Dataset entries:
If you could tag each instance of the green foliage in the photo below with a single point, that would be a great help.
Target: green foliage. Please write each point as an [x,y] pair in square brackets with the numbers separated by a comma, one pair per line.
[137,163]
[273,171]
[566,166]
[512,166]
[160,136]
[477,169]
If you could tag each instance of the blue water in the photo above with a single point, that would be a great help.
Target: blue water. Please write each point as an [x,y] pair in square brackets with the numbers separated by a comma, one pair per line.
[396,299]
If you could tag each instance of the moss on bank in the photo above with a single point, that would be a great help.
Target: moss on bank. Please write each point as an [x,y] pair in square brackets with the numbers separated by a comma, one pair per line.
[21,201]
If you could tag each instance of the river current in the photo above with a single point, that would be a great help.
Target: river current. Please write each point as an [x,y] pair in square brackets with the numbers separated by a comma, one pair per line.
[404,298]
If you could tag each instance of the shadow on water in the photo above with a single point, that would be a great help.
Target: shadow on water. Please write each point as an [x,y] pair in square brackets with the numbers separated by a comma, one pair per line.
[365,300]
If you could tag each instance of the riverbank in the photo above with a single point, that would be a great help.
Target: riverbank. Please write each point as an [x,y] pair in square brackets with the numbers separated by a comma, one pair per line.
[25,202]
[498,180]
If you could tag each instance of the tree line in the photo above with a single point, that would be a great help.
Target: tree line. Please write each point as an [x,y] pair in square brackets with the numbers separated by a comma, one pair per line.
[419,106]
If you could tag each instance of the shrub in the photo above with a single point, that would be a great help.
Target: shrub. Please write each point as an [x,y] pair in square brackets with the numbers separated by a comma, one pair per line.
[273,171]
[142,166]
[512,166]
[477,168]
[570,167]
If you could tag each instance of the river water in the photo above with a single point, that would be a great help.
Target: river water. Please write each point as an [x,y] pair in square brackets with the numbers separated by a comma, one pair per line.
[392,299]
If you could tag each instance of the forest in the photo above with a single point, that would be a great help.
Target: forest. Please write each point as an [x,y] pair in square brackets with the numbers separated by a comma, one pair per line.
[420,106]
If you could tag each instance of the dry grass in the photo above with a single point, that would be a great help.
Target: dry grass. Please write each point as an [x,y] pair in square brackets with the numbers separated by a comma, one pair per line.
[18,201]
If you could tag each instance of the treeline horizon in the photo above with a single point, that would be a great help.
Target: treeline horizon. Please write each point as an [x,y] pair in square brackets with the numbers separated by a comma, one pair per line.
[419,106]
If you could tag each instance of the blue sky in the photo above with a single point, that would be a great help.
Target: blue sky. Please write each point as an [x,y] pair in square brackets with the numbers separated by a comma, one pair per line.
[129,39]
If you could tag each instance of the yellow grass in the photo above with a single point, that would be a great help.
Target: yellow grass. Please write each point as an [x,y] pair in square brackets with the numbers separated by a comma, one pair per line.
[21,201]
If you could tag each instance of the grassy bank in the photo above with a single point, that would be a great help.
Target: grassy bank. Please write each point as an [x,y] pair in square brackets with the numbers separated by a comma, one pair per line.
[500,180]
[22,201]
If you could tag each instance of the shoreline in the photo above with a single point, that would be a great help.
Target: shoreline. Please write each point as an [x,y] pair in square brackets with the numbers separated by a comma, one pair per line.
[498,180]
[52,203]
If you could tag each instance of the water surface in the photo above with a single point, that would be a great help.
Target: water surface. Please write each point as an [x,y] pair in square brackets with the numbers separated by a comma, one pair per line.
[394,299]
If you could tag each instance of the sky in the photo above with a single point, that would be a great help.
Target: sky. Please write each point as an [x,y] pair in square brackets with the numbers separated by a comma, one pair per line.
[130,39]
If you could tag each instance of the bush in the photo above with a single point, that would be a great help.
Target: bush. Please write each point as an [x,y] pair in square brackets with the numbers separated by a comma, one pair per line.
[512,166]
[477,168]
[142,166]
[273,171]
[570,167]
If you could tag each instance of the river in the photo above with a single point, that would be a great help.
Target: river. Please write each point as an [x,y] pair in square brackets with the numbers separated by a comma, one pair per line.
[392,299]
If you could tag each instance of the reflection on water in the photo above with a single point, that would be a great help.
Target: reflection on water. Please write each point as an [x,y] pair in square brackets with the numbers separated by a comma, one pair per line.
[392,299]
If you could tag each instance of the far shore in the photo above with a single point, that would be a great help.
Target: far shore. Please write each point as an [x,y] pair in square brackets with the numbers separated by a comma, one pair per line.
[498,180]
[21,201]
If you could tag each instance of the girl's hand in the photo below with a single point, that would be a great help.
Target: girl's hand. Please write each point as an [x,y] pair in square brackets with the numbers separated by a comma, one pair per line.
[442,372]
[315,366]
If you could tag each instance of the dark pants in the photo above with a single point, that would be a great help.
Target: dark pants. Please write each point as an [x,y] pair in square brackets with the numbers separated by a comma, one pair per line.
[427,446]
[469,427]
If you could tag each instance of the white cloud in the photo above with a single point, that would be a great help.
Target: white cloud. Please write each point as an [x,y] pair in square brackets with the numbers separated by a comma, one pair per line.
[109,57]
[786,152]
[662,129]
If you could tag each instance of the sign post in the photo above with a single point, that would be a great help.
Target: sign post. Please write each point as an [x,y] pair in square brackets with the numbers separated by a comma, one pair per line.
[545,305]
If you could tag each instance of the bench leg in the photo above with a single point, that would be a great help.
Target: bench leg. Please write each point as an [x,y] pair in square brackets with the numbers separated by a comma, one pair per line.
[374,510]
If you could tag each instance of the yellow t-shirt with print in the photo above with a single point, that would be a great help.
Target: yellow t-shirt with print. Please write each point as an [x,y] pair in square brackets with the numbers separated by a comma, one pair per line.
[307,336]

AIM OF THE EXERCISE: Supply the number of lines above that contain the word "below", and nothing else.

WRITTEN SOLUTION: 2